(Image point annotation entries)
* * * * * * *
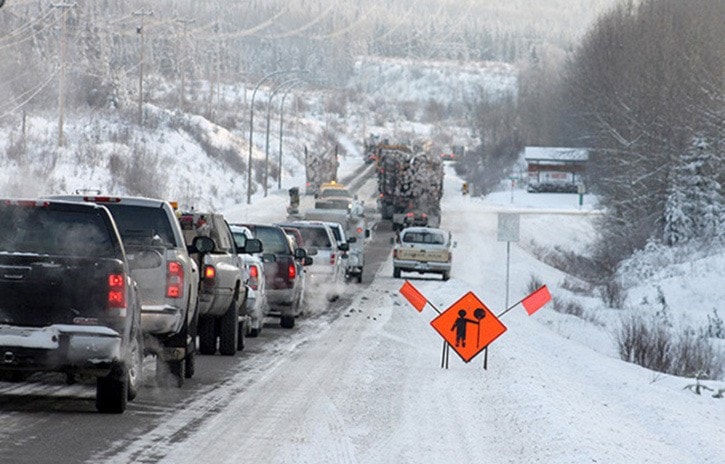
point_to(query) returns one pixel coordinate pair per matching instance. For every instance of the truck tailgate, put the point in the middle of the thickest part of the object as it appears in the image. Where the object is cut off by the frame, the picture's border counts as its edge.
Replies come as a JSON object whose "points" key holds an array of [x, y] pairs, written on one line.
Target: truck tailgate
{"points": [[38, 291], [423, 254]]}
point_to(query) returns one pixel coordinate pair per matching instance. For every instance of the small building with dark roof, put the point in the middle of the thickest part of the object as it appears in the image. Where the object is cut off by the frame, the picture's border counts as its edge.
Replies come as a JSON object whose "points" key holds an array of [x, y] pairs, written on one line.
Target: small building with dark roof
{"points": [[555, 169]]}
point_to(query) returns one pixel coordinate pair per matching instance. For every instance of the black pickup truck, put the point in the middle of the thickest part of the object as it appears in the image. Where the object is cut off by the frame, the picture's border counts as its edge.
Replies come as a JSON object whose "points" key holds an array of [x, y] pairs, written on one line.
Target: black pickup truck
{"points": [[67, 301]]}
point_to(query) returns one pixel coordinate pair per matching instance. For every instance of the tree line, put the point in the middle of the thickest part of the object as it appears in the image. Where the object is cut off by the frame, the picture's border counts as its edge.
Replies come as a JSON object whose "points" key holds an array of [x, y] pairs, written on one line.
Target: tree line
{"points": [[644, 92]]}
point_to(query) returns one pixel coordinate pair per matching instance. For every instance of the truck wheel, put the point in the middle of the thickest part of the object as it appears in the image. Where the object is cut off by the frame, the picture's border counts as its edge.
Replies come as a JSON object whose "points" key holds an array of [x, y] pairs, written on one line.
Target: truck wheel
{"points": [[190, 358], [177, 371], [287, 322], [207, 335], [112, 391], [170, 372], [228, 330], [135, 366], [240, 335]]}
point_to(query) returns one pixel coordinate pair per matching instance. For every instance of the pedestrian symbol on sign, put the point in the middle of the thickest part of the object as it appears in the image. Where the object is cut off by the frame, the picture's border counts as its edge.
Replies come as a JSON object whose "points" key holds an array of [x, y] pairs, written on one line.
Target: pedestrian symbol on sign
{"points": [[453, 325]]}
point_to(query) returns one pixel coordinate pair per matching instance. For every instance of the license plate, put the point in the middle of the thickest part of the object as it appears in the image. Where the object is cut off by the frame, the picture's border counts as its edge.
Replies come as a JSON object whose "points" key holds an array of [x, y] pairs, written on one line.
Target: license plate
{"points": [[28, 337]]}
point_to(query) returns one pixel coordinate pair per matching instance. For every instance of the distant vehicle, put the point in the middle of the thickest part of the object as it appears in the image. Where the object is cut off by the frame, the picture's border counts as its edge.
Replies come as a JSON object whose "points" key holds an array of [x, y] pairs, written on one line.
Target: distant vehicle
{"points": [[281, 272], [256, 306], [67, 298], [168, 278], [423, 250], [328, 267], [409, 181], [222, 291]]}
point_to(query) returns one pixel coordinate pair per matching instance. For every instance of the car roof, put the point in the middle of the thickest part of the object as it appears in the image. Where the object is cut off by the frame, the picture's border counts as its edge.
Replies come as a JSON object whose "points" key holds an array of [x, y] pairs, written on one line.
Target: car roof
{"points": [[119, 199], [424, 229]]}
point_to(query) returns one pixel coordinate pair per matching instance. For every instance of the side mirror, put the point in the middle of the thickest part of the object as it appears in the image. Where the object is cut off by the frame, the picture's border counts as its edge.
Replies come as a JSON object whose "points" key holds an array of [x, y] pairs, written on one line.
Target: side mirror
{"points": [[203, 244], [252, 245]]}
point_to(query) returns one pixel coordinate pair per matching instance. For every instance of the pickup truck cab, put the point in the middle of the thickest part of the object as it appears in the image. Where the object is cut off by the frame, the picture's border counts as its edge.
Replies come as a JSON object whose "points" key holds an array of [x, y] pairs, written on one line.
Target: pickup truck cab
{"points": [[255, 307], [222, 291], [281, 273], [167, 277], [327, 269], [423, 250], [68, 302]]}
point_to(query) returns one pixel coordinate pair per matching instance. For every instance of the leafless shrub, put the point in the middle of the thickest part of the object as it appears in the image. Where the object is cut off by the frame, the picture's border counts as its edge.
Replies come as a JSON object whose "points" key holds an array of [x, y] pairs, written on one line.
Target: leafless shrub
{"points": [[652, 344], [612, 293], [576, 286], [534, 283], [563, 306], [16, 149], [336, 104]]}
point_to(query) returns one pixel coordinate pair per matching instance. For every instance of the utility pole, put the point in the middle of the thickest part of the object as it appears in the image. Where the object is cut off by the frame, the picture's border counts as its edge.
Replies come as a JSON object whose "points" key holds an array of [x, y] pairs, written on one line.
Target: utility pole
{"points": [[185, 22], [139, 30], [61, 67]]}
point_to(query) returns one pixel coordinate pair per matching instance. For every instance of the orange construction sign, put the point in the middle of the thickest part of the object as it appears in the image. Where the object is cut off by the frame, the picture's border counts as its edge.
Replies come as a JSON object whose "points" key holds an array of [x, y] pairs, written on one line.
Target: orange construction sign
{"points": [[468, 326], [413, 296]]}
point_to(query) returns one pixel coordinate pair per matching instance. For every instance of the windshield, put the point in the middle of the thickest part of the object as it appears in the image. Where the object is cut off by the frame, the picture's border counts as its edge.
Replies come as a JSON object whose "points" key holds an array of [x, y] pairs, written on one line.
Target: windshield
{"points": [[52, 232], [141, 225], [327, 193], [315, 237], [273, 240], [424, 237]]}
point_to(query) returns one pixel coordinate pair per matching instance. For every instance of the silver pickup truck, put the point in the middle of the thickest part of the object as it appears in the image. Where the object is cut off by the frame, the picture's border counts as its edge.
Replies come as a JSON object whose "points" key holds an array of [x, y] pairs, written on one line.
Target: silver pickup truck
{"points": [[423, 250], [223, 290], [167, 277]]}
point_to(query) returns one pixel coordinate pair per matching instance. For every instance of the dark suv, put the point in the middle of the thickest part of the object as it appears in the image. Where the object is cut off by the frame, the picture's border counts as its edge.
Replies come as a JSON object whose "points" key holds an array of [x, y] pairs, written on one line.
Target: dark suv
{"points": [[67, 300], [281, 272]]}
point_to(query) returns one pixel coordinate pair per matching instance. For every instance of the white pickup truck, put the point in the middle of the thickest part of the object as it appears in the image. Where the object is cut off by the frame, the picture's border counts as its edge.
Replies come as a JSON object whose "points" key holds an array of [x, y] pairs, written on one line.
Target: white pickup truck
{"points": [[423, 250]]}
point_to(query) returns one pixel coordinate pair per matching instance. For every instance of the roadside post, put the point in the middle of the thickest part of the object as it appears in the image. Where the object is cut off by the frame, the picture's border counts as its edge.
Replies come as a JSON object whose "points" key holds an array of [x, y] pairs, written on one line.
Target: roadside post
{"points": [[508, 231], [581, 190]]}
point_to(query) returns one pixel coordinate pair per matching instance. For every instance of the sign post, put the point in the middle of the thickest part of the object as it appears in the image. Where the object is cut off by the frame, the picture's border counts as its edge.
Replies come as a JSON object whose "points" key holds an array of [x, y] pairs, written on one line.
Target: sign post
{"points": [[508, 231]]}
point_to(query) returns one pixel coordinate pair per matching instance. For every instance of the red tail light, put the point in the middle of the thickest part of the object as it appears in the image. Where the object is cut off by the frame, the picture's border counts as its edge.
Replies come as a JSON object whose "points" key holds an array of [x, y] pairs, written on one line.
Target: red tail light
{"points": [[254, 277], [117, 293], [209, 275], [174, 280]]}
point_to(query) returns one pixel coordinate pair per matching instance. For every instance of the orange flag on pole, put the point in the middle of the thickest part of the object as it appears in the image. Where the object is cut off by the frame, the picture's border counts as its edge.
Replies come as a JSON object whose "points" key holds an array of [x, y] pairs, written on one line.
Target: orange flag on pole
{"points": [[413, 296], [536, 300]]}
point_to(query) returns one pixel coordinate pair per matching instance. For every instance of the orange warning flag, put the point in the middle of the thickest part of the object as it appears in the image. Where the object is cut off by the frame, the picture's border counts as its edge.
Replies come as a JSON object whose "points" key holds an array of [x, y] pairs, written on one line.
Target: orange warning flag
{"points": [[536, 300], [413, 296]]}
* * * * * * *
__What you have to do__
Copy out the rows between the line holding "the orange warning" and the end of the rows, inclusive. Shift every x and y coordinate in the answers up by 55, and leave all other text unchanged.

__Result for this exercise__
point_to(query) returns one pixel coordinate pair per matching instance. For every instance of the orange warning flag, put the point in the middle of the thickest part of the object as it appears in the image. Where the object is cut off by the frame, the picture's border counts as its edge.
Replies come as a JSON object whose "points" key holds an array of [x, y] pairs, written on one line.
Target: orange warning flag
{"points": [[591, 355], [468, 351]]}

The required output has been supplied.